***** Input for this task *****

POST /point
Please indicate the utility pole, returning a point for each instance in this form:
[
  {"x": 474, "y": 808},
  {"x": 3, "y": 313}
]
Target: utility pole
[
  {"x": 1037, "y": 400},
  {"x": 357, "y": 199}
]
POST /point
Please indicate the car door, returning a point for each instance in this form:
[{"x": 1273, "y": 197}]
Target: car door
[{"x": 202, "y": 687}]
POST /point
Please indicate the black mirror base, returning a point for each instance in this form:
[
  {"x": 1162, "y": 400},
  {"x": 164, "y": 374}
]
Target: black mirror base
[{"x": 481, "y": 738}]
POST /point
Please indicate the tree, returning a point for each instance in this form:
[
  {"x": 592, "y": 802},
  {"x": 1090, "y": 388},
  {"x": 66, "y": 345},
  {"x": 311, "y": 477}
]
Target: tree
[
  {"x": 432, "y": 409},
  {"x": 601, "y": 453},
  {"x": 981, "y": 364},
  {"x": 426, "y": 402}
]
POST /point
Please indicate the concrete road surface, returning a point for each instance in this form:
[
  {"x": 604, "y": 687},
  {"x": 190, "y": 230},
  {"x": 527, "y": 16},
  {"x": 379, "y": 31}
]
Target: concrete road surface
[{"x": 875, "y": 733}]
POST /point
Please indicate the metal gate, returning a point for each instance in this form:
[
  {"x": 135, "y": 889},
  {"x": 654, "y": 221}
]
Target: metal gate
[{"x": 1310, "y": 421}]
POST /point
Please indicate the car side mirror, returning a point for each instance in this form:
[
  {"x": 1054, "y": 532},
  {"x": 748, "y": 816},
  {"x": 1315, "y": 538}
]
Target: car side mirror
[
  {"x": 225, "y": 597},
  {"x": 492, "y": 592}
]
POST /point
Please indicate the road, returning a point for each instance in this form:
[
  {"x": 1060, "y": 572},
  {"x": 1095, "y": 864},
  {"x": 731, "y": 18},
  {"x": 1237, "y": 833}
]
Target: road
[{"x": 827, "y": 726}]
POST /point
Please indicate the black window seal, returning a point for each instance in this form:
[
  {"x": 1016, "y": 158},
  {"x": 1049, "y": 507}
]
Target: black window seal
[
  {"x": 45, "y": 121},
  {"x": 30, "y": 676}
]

*****

Exercise requirements:
Reproduce every record above exactly as it appears.

Reply to the task:
POST /point
Please indicate the utility pole, returning a point for each instance in this form:
[
  {"x": 474, "y": 808},
  {"x": 3, "y": 313}
]
Target: utility pole
[
  {"x": 1037, "y": 400},
  {"x": 357, "y": 199}
]
POST /point
Please indicate the car door, returning a point for each instance in this form:
[{"x": 1273, "y": 197}]
Target: car door
[{"x": 202, "y": 687}]
POST /point
Please indicate the black mirror base, returning a point for each instance in this form:
[
  {"x": 1162, "y": 400},
  {"x": 164, "y": 374}
]
Target: black mirror base
[{"x": 481, "y": 738}]
POST /point
Please indicate the tree, returning a point for each instance in this form:
[
  {"x": 592, "y": 802},
  {"x": 1090, "y": 388},
  {"x": 66, "y": 345},
  {"x": 311, "y": 477}
]
Target: tree
[
  {"x": 432, "y": 409},
  {"x": 601, "y": 453},
  {"x": 981, "y": 364},
  {"x": 426, "y": 402}
]
POST /point
Please indicate the concrete road surface, returning a point for each instance in this form:
[
  {"x": 604, "y": 687},
  {"x": 190, "y": 230},
  {"x": 527, "y": 16},
  {"x": 379, "y": 31}
]
Target: concrete road surface
[{"x": 875, "y": 733}]
POST /point
Please indicate the metal gate, returning a point for each instance in this form:
[
  {"x": 135, "y": 889},
  {"x": 654, "y": 221}
]
Target: metal gate
[{"x": 1310, "y": 421}]
POST /point
Please indicate the car side mirror, returning a point for each instance in this form:
[
  {"x": 1054, "y": 532},
  {"x": 748, "y": 816},
  {"x": 1315, "y": 538}
]
Target: car side mirror
[
  {"x": 225, "y": 597},
  {"x": 492, "y": 592}
]
POST /point
Please indicate the road, returning a point for each instance in this form:
[
  {"x": 1060, "y": 572},
  {"x": 1095, "y": 864},
  {"x": 731, "y": 18},
  {"x": 1237, "y": 833}
]
Target: road
[{"x": 827, "y": 726}]
POST /point
Please indicate the black window seal, returning a point for each instance in this form:
[
  {"x": 1016, "y": 158},
  {"x": 1049, "y": 507}
]
Target: black window seal
[
  {"x": 45, "y": 121},
  {"x": 30, "y": 676}
]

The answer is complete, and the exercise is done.